The roller coaster business cycle

By April 8, 2020February 1st, 2022No Comments

The economic challenges we are facing at present and those ahead for the coming few years are significantly more complex than what we saw in the 2008 crisis aftermath. Back then, the imbalances were “textbook” cases: wide twin deficits and excessive leverage. It took a while for European politics to come to terms with the unprecedented policy decisions, but we got there, in the end, and the gap between interest rates at the peak of the previous business cycle and the zero bound was wide enough to heal the imbalances and support a very long economic and financial expansion.

What we are facing now is a crisis that will see many “episodes”. This suggests to me that the recovery will not be genuinely V- or U- shaped, but more akin to W-, or worse, Z-. Each “episode” has its own “pace” and, thus, should affect financial markets at different junctures. At this stage we have a critical amount of policy announcements to tackle the first challenge linked to the epidemic and support a rebound of financial markets. The second phase, related to the traditional end-of-business cycle adjustment, will probably need additional fiscal measures and will affect mostly 2021E. The third phase, which relates to the architecture of the EU, is harder to pin down in terms of timing, but I would bet it will hit a critical juncture next year/2022E.

- _MATERIAL SHOWN_:
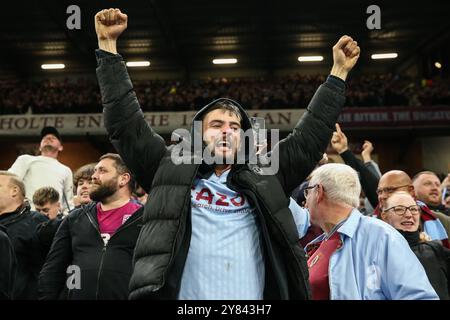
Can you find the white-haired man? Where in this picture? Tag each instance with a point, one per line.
(357, 257)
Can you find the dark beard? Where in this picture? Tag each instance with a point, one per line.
(104, 191)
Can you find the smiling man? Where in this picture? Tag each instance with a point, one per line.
(99, 238)
(45, 170)
(216, 229)
(428, 190)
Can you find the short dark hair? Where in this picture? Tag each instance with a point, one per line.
(15, 180)
(225, 105)
(121, 167)
(84, 172)
(44, 195)
(425, 172)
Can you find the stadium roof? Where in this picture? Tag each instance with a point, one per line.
(187, 35)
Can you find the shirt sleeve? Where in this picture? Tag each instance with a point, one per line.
(20, 166)
(68, 190)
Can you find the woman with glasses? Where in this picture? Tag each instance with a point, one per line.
(402, 212)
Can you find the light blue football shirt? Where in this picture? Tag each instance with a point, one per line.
(225, 258)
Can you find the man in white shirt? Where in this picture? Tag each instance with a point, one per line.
(45, 170)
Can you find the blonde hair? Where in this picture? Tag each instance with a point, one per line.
(15, 181)
(340, 182)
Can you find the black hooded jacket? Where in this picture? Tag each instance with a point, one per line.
(7, 266)
(21, 226)
(435, 259)
(104, 269)
(163, 244)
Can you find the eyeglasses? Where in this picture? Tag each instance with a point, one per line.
(390, 190)
(401, 210)
(307, 189)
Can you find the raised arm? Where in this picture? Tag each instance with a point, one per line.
(303, 148)
(138, 144)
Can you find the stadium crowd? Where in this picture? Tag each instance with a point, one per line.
(154, 222)
(294, 91)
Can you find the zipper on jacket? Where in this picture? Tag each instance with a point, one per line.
(105, 245)
(172, 252)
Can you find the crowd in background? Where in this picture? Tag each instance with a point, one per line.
(293, 91)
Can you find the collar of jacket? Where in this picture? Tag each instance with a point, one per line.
(413, 237)
(348, 228)
(6, 217)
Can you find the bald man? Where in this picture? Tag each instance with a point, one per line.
(431, 222)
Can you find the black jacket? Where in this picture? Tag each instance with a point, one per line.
(435, 259)
(21, 227)
(105, 269)
(7, 266)
(163, 245)
(46, 232)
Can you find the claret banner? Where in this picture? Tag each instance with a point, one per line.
(283, 119)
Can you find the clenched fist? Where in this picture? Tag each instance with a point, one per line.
(109, 25)
(345, 54)
(339, 140)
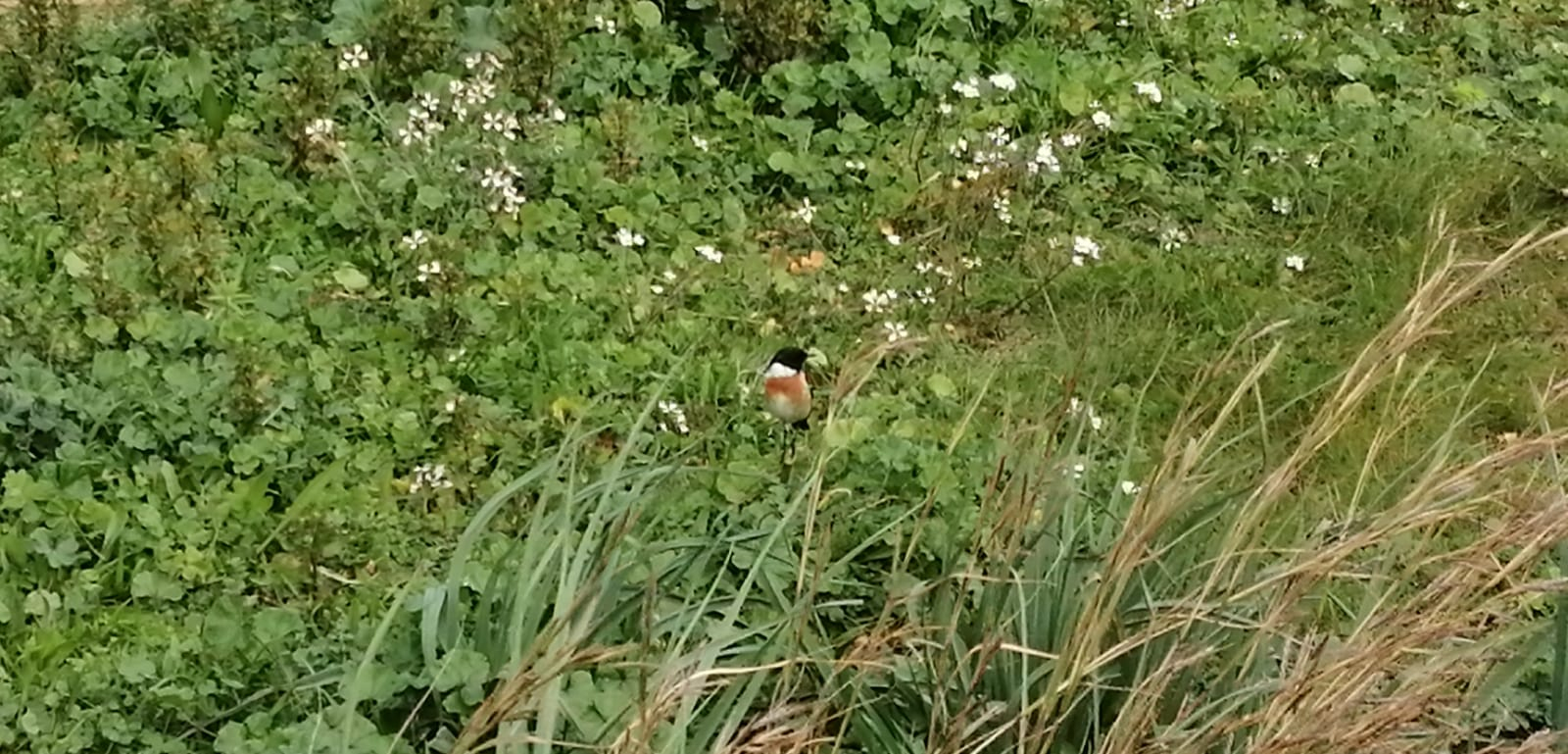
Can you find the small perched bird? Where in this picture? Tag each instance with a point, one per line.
(784, 389)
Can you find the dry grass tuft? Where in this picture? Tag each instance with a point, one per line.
(1225, 615)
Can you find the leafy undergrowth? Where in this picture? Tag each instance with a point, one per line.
(357, 353)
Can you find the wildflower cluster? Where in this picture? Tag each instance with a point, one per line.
(353, 58)
(502, 182)
(323, 133)
(1084, 248)
(463, 96)
(674, 419)
(430, 477)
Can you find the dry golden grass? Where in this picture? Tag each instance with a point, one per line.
(1432, 574)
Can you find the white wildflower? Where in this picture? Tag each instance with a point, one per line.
(1045, 159)
(878, 301)
(674, 418)
(428, 270)
(430, 477)
(1172, 238)
(416, 238)
(353, 57)
(627, 237)
(807, 212)
(1004, 209)
(1084, 248)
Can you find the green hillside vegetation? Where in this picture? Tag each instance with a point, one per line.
(384, 377)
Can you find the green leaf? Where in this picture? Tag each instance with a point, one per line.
(462, 667)
(75, 265)
(184, 378)
(941, 386)
(1350, 66)
(431, 198)
(647, 15)
(1073, 97)
(1355, 94)
(781, 160)
(274, 625)
(352, 279)
(135, 668)
(151, 583)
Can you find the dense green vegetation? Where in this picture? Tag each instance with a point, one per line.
(381, 375)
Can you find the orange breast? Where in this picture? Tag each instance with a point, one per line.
(788, 398)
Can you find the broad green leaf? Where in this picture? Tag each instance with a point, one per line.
(431, 198)
(1355, 94)
(647, 15)
(350, 277)
(74, 264)
(941, 386)
(1073, 97)
(1350, 66)
(781, 162)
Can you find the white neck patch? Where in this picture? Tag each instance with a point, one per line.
(778, 371)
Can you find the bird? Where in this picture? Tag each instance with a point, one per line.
(784, 389)
(786, 395)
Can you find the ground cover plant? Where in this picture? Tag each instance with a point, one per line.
(381, 375)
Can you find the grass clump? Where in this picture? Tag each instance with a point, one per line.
(306, 312)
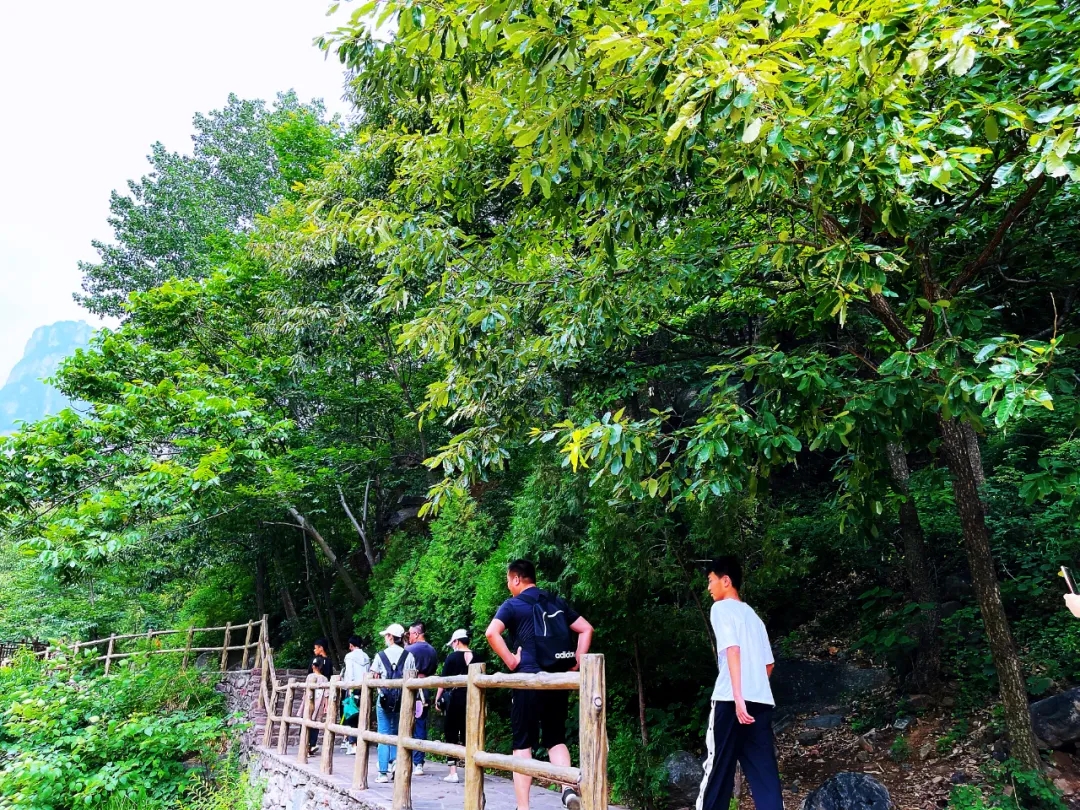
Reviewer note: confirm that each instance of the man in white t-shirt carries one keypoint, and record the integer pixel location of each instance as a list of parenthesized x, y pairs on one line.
[(740, 725)]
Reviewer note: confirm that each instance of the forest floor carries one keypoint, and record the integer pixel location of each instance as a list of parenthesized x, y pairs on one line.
[(919, 763)]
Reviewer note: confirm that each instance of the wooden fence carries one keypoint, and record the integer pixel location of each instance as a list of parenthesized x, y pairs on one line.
[(590, 779), (252, 648)]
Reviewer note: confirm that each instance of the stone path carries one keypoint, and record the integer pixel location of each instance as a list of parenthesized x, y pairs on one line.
[(429, 792)]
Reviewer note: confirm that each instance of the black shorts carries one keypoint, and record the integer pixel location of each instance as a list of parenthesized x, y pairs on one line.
[(538, 717)]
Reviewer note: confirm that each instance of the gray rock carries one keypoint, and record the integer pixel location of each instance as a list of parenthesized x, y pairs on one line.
[(814, 686), (684, 779), (849, 792), (1056, 719), (825, 720)]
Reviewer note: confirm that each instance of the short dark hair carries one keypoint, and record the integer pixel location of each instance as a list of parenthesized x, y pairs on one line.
[(727, 566), (523, 568)]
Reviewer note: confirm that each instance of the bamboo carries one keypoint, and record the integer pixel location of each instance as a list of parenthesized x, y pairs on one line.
[(326, 761), (225, 647), (475, 714), (301, 747), (360, 767), (535, 768), (108, 653), (403, 773), (286, 713), (187, 648), (593, 745), (247, 644)]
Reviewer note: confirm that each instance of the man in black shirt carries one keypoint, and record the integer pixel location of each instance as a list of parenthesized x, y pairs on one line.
[(427, 664), (537, 717)]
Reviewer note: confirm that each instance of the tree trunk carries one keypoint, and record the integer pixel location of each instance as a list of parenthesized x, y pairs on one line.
[(339, 567), (927, 669), (640, 694), (984, 579)]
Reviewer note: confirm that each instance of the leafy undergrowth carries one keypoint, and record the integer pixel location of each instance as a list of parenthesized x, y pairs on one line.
[(147, 736)]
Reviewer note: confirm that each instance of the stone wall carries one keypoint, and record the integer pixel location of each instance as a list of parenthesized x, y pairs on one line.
[(292, 787)]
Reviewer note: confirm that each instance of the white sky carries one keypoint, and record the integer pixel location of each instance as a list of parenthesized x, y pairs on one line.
[(88, 86)]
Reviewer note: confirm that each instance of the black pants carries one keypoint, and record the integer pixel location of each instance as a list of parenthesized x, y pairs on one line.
[(752, 746)]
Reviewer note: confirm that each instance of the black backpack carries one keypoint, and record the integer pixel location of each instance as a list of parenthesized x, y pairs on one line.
[(555, 645), (391, 699)]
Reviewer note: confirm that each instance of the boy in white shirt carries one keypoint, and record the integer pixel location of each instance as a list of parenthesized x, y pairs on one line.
[(740, 726)]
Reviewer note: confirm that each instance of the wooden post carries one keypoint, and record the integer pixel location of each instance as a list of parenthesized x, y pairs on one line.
[(363, 720), (593, 729), (333, 701), (286, 713), (247, 644), (475, 714), (403, 771), (187, 648), (309, 704), (225, 647)]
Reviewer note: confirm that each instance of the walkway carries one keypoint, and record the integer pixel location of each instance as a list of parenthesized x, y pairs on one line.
[(429, 792)]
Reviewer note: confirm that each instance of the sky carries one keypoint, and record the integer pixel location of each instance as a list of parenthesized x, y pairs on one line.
[(88, 86)]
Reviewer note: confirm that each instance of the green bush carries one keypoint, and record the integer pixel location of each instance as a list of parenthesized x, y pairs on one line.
[(138, 737)]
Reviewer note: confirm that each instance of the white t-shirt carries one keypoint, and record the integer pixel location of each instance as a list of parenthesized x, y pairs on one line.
[(736, 624), (356, 664)]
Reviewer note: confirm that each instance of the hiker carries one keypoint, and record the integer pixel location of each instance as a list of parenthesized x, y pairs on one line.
[(356, 665), (451, 702), (390, 663), (740, 724), (543, 629), (319, 673), (427, 664)]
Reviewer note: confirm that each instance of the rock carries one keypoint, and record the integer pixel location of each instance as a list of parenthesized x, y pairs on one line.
[(920, 702), (849, 792), (1056, 719), (825, 720), (684, 779), (812, 686)]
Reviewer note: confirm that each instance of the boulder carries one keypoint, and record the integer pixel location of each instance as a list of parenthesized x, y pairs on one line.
[(684, 779), (849, 792), (1056, 719), (825, 720), (814, 686)]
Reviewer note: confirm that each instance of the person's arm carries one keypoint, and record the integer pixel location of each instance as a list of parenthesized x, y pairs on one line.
[(584, 631), (734, 666), (494, 634)]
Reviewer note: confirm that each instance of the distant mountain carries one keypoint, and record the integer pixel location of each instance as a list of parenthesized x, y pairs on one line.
[(25, 397)]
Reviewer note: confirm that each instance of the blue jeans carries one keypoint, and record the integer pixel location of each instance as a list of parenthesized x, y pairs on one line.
[(420, 732), (388, 725)]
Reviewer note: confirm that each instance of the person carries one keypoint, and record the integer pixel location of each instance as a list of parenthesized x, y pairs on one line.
[(451, 702), (427, 664), (356, 665), (390, 663), (537, 717), (319, 672), (740, 724)]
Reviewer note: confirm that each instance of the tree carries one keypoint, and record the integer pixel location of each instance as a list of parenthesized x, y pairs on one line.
[(828, 203)]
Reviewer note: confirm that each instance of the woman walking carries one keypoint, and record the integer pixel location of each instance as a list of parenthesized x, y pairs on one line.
[(453, 701)]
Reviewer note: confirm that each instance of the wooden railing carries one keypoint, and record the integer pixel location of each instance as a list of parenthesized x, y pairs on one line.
[(252, 648), (590, 779)]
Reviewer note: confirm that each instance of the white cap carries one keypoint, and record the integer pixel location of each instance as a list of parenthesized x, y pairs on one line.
[(458, 635)]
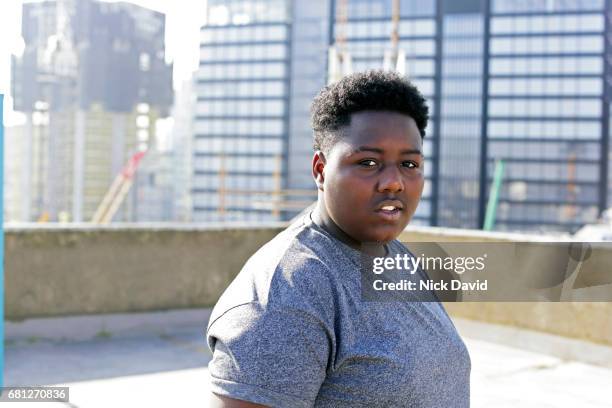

- _EXERCISES_:
**a)** Summarize the passage on the roller coaster business cycle in two sentences.
**b)** Answer these questions using the passage on the roller coaster business cycle.
(i) What two imbalances does the author call "textbook" cases after the 2008 crisis?
(ii) Which year does the author say the second phase will mostly affect?
(iii) What shapes does the author expect the recovery to resemble instead of V or U?
**c)** Extend the passage on the roller coaster business cycle, beginning after its final sentence.

- _ANSWERS IN ORDER_:
**a)** The author argues that today's economic challenges are more complex than those after the 2008 crisis, when the imbalances were textbook cases and the room between peak interest rates and the zero bound was enough to heal them and support a long expansion. The current crisis is expected to unfold in several episodes, an epidemic phase, an end-of-business-cycle phase mostly affecting 2021E, and an EU-architecture phase likely reaching a critical juncture in 2022E, so the recovery will look more like a W or Z than a V or U.

**b)**
(i) Wide twin deficits and excessive leverage.
(ii) 2021E.
(iii) W, or worse, Z.

**c)**
We are facing an underlying political paralysis in the Eurozone to tackle the real underlying malaise in the Union. This is a much harder challenge than we faced 10 years ago, because it requires a bigger ideological leap for politicians, and because the situation of Italy, the weakest of the big member states at the moment, is much weaker than back then. In my view, the problem is not whether we can reach an agreement on coronabonds/warbonds/Eurobonds/ESM – all these things are financial tools that may or may not help to cure the underlying condition.

The problem is that the Italian economy will not return to a sustainable growth path unless there is a legislative and political framework that can lead and sustain a major investment and reform phase that probably needs to last a decade. This requires two (possibly three) fundamental changes in the philosophy of policy making at the EU and Italian levels: fiscal policy cannot be planned and assessed with a three-year horizon – this is too short relative to the length of the business cycles today, which last at least 10 years. The truth is that, to make sense, fiscal policy would need a planning horizon of 20 years. The second issue is that we urgently need to rethink the policies required to support a genuinely competitive environment. Competition is essential for growth and prosperity. It evolves over time and, in this historical period, is not going to flourish without measures that support a high birth rate of companies and the conditions for many of them to flourish. Today, instead, there is too much structural support for the companies that are already large, relative to a vastly inadequate system to support the small ones.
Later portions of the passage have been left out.